Source ::
**********

Fintech investors love a good narrative stock. Sometimes it’s the company reinventing payments. Sometimes it’s the bank powering a thousand startups. And sometimes it’s a company that basically says: we’re just going to buy a lot of crypto and let the market decide what that’s worth.
Today’s stack has a bit of all that energy.
First up is BitMine Immersion Technologies (BMNR), a name retail traders have increasingly circled as the company aggressively loads up on Ethereum and turns itself into a public ETH treasury. Then there’s Circle Internet Group (CRCL), whose IPO has been anything but smooth but whose operating performance is starting to speak for itself. And finally eToro, which just revealed something fascinating about where trading activity is shifting: away from crypto and back toward traditional markets.
Let’s stack it.
🪙 BitMine and the Ethereum Treasury Trade
If you’ve been scrolling finance Twitter lately, you’ve probably seen BitMine Immersion Technologies (BMNR) popping up everywhere. The company has suddenly become one of the most talked-about crypto-related equities among retail traders, largely because of a very simple strategy: accumulate massive amounts of Ethereum.
BitMine recently announced it now holds about 4.5 million ETH, with total crypto and cash holdings around $10.3 billion. That makes it one of the largest institutional holders of Ethereum in the world. The company’s approach echoes the strategy MicroStrategy used with Bitcoin, where the balance sheet itself becomes a leveraged bet on the underlying crypto asset.
For investors, the appeal is straightforward. Buying BMNR offers exposure to Ethereum through a traditional stock brokerage account without needing to manage wallets, exchanges, or private keys. If Ethereum rises significantly, BitMine’s balance sheet grows with it, potentially amplifying the upside in the stock price.
But the model isn’t just about holding tokens. Because Ethereum runs on proof-of-stake, the company can stake its ETH holdings to earn yield by helping validate transactions on the network. That creates an additional revenue stream layered on top of any appreciation in the asset itself.
Why does retail care so much? Narrative and leverage. Public markets tend to reward simple stories, and “the Ethereum treasury company” is about as clear a narrative as it gets. If ETH enters another bull cycle, BitMine becomes a high-beta proxy for that move.
Of course, the flip side is obvious: the company’s fortunes are heavily tied to Ethereum’s price. When ETH falls, the balance sheet and investor sentiment can fall just as quickly.
Takeaway: BitMine isn’t just a company—it’s a publicly traded bet on Ethereum.
💵 Circle Is Quietly Executing
When Circle Internet Group (CRCL) went public last June, the stock’s ride looked more like a roller coaster than a victory lap. The company sits at the center of the stablecoin economy with USDC, but IPO hype quickly faded as investors tried to understand how sustainable the business really was.
Since then the stock has been volatile, swinging between enthusiasm for the stablecoin thesis and skepticism about how dependent the company is on interest income from its reserve assets.

**********

Written task 1 :: In the fintech newsletter, about how much Ethereum does BitMine say it now holds?
Written task 2 :: Carry on the fintech newsletter from the point where it stops.

Information provided ::

**********

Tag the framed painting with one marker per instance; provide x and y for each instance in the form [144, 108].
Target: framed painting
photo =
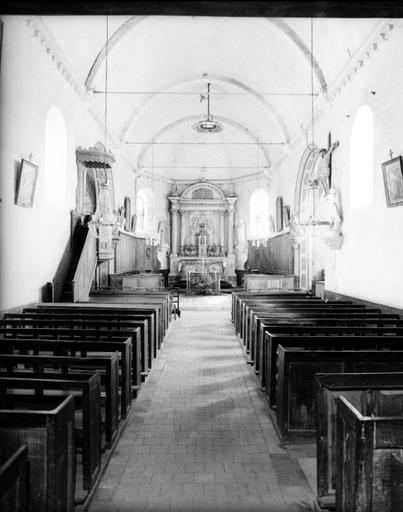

**********

Task output 1 :: About 4.5 million ETH.

Task output 2 ::
But underneath the stock chart drama, Circle’s actual operations have been solid. The company continues to grow USDC circulation while generating significant revenue from the reserves backing the token, which are largely held in short-duration U.S. Treasuries and cash equivalents. As the supply of USDC expands across trading, payments, and blockchain ecosystems, Circle effectively scales a global digital dollar network.
That’s the key shift investors are focusing on now. Circle isn’t just issuing a stablecoin—it’s building financial infrastructure that sits between traditional markets and crypto rails. Whether the future of payments leans more crypto-native or more traditional, a programmable digital dollar has obvious utility.
So while the stock’s path since IPO has been messy, the company itself has been executing. And in fintech, execution tends to matter more than the early hype cycle.
Takeaway: Circle’s volatile stock doesn’t change the core story—stablecoin infrastructure keeps growing.
📈 eToro’s Traders Are Rotating Out of Crypto
The latest update from eToro revealed something that says a lot about where retail investors are focusing right now: trading activity is shifting back toward traditional markets.
The company reported that overall trading volume surged about 81%, but the most notable change was where that activity came from. Instead of crypto dominating user behavior as it did during the last bull cycle, traders are increasingly moving into traditional assets like equities and indices.
That’s a meaningful shift for a platform that built much of its early brand around crypto trading and social investing features. As markets have evolved, users appear to be diversifying their activity and leaning back into traditional financial instruments.
Part of this reflects the broader macro environment. With equities, options, and macro-driven trading opportunities back in focus, many retail traders are spreading their bets across multiple asset classes rather than concentrating heavily in crypto.
For eToro, that diversification may actually strengthen the platform long term. The more balanced its trading ecosystem becomes, the less dependent it is on a single market cycle.
Takeaway: Retail traders aren’t leaving eToro—they’re just trading stocks again.
Stack Recap
BitMine is becoming the public market’s Ethereum proxy, Circle keeps executing despite a volatile IPO journey, and eToro shows retail traders rotating back toward traditional markets.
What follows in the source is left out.